What the exercise asks: Write what comes next in the write-up on using PCA to study salary data, picking up after its last line.

I found that the PCA method of dimension reduction was extremely useful in identifying the key factors that influence salary levels. This is because the dataset I used, which included information on 28 variables and their various characteristics such as age, industry, and work experience, was quite large and complex. Without using PCA, it would have been challenging to analyze all the variables at once, and the results could have been difficult to interpret.

The paper “A Novel Method of Feature Selection Based on Principal Component Analysis” by Zhang and Yang (2016) further reinforced the usefulness of PCA in my project. The paper highlights the importance of using feature selection methods to reduce the number of variables in large datasets and improve the accuracy and efficiency of machine learning models. PCA is one such method that can reduce the dimensionality of the dataset and extract the most important features that explain the variability in the data.

By applying PCA to my dataset, I was able to reduce the initial variables down to a smaller number of principal components that explained the majority of the variance in the data. These principal components allowed to identify the key factors that influence salary levels. Additionally, I was able to create visualizations that helped to better understand the relationships between the different variables.

Overall, the PCA method of dimension reduction was an essential tool in our analysis, enabling to effectively explore the relationships between the various factors and their impact on salary levels. By reducing the dimensionality of the dataset, I was able to focus on the most significant variables and gain deeper insights into the factors that influence salaries.

Dataset

I chose to use the Kaggle Jobs Dataset from Glassdoor for my project because it provides a rich source of information about job listings and salaries across a wide range of industries and locations. The dataset includes over 200,000 job listings with information on job titles, companies, locations, and salaries. I used the “salary_data_cleaned.csv” file for my analysis.

What I found particularly useful about this dataset is that it includes both numeric and categorical variables, which makes it well-suited for exploring the factors that influence salary levels. By using principal component analysis (PCA) to reduce the dimensionality of the data, I was able to identify the key variables that were most strongly associated with salary levels, and explore how these variables varied across different industries and locations.

Setup

library(GGally)
library(pdp)
library(plotly)
library(kableExtra)
library(cluster)
library(labdsv)
library(ggthemes)
library(RColorBrewer)
library(dplyr)
library(factoextra)
library(fpc)
library(readxl)
library(psych)
library(maptools)
library(corrplot)
library(smacof)
library(flexclust)
library(gridExtra)
library(ade4)
library(missMDA)
library(patchwork)
library(Rtsne)
library(tidyverse)
library(stringr)
library(scales)
library(jpeg)
library(ClusterR)
library(tibble)

Dataset source

df <- read.csv("salary_data_cleaned.csv", header = TRUE, stringsAsFactors = FALSE)

Variables

Description of the initial variables:

  1. Job.Title: A string variable containing the job title of each observation in the dataset.
  2. Salary.Estimate: A string variable containing the estimated salary range for each job posting.
  3. Job.Description: A string variable containing the full job description for each posting.
  4. Rating: A numeric variable representing the company rating on Glassdoor.

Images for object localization
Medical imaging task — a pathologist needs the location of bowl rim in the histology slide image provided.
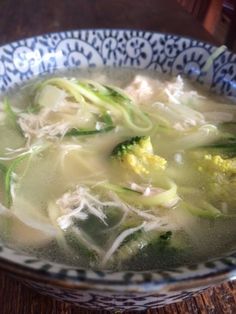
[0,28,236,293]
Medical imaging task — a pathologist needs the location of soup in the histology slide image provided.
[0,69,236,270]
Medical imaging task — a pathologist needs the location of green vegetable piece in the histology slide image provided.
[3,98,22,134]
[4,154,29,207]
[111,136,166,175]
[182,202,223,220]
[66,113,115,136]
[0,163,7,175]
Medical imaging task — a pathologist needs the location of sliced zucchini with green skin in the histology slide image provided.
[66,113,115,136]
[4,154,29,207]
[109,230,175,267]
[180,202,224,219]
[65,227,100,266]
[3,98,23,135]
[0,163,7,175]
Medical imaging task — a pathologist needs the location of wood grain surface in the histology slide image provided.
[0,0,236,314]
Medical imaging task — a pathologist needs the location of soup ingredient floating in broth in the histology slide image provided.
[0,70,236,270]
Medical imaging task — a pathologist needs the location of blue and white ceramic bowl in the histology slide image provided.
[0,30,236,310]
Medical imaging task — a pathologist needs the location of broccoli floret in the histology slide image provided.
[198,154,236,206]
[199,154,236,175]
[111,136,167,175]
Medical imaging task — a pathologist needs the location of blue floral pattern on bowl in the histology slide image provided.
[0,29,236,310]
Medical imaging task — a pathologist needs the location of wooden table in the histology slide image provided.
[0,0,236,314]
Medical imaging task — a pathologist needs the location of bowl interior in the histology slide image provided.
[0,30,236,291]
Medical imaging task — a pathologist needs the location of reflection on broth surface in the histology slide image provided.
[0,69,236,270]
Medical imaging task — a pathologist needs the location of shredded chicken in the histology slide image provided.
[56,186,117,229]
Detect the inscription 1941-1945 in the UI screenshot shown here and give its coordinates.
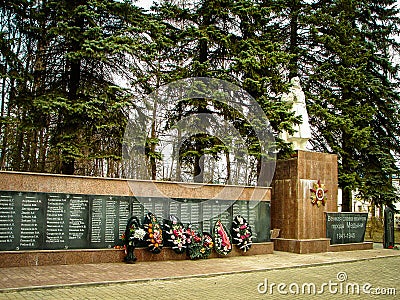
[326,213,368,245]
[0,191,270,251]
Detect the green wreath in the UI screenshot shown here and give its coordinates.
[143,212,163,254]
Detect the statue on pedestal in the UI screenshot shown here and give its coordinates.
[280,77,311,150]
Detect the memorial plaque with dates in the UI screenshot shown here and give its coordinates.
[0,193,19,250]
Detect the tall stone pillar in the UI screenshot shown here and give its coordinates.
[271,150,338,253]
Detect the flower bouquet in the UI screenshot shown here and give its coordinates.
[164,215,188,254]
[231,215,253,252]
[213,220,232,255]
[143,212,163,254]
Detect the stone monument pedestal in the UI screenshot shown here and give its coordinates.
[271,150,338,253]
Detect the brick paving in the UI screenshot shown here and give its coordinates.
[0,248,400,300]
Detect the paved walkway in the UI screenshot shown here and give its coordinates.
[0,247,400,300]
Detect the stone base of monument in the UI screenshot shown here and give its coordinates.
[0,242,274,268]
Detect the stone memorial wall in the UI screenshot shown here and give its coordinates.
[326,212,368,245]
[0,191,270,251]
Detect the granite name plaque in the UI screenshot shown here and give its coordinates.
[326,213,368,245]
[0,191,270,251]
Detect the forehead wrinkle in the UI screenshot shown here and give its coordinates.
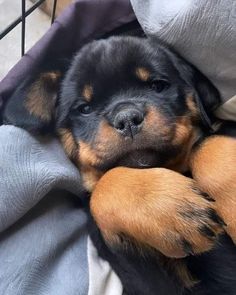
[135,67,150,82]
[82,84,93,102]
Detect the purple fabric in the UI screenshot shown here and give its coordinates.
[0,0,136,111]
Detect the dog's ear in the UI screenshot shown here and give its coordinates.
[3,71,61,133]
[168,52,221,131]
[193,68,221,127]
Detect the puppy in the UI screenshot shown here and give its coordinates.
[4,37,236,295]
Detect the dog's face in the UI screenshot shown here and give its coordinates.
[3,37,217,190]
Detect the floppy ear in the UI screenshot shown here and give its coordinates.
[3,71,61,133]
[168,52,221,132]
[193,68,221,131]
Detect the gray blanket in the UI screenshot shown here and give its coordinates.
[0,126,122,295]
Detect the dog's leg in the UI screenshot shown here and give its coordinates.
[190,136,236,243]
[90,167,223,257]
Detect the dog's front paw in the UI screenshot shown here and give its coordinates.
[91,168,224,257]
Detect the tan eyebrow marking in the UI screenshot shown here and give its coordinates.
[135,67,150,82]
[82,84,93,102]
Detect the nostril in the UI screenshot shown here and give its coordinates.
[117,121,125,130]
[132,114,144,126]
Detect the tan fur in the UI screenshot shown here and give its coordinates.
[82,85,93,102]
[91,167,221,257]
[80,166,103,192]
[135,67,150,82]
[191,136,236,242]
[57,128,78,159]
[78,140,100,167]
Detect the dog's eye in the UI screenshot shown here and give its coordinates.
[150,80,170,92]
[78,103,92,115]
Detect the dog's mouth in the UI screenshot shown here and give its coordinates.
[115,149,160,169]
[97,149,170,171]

Exercise response:
  5. Company.Name: A string variable containing the name of the company posting the job.
  6. Location: A string variable containing the location of the job.
  7. Headquarters: A string variable containing the location of the company’s headquarters.
  8. Size: A string variable containing the size of the company.
  9. Founded: An integer variable representing the year the company was founded.
  10. Type.of.ownership: A string variable containing the type of ownership for the company.
  11. Industry: A string variable containing the industry of the company.
  12. Sector: A string variable containing the sector of the company.
  13. Revenue: A string variable containing the revenue of the company.
  14. Competitors: A string variable containing the competitors of the company.
  15. hourly: A binary variable indicating whether the salary is hourly or not.
  16. employer_provided: A binary variable indicating whether the employer provided the salary estimate or not.
  17. min_salary: An integer variable containing the minimum salary in the salary estimate.
  18. max_salary: An integer variable containing the maximum salary in the salary estimate.
  19. avg_salary: A numeric variable representing the average salary for each job posting.
  20. company_txt: A string variable containing only the name of the company posting the job.
  21. job_state: A string variable containing the state where the job is located.
  22. same_state: A binary variable indicating whether the company and job are in the same state or not.
  23. age: An integer variable representing the age of the company.
  24. python_yn: A binary variable indicating whether Python is a requirement for the job or not.
  25. R_yn: A binary variable indicating whether R is a requirement for the job or not.
  26. spark: A binary variable indicating whether Spark is a requirement for the job or not.
  27. aws: A binary variable indicating whether AWS is a requirement for the job or not.
  28. excel: A binary variable indicating whether Excel is a requirement for the job or not.

We then see that data has no missing values, in any of the columns, which is promising for the further analysis.

str(df)
## 'data.frame':    742 obs. of  28 variables:
##  $ Job.Title        : chr  "Data Scientist" "Healthcare Data Scientist" "Data Scientist" "Data Scientist" ...
##  $ Salary.Estimate  : chr  "$53K-$91K (Glassdoor est.)" "$63K-$112K (Glassdoor est.)" "$80K-$90K (Glassdoor est.)" "$56K-$97K (Glassdoor est.)" ...
##  $ Job.Description  : chr  "Data Scientist\nLocation: Albuquerque, NM\nEducation Required: Bachelor’s degree required, preferably in math, "| __truncated__ "What You Will Do:\n\nI. General Summary\n\nThe Healthcare Data Scientist position will join our Advanced Analyt"| __truncated__ "KnowBe4, Inc. is a high growth information security company. We are the world's largest provider of new-school "| __truncated__ "*Organization and Job ID**\nJob ID: 310709\n\nDirectorate: Earth & Biological Sciences\n\nDivision: Biological "| __truncated__ ...
##  $ Rating           : num  3.8 3.4 4.8 3.8 2.9 3.4 4.1 3.8 3.3 4.6 ...
##  $ Company.Name     : chr  "Tecolote Research\n3.8" "University of Maryland Medical System\n3.4" "KnowBe4\n4.8" "PNNL\n3.8" ...
##  $ Location         : chr  "Albuquerque, NM" "Linthicum, MD" "Clearwater, FL" "Richland, WA" ...
##  $ Headquarters     : chr  "Goleta, CA" "Baltimore, MD" "Clearwater, FL" "Richland, WA" ...
##  $ Size             : chr  "501 to 1000 employees" "10000+ employees" "501 to 1000 employees" "1001 to 5000 employees" ...
##  $ Founded          : int  1973 1984 2010 1965 1998 2000 2008 2005 2014 2009 ...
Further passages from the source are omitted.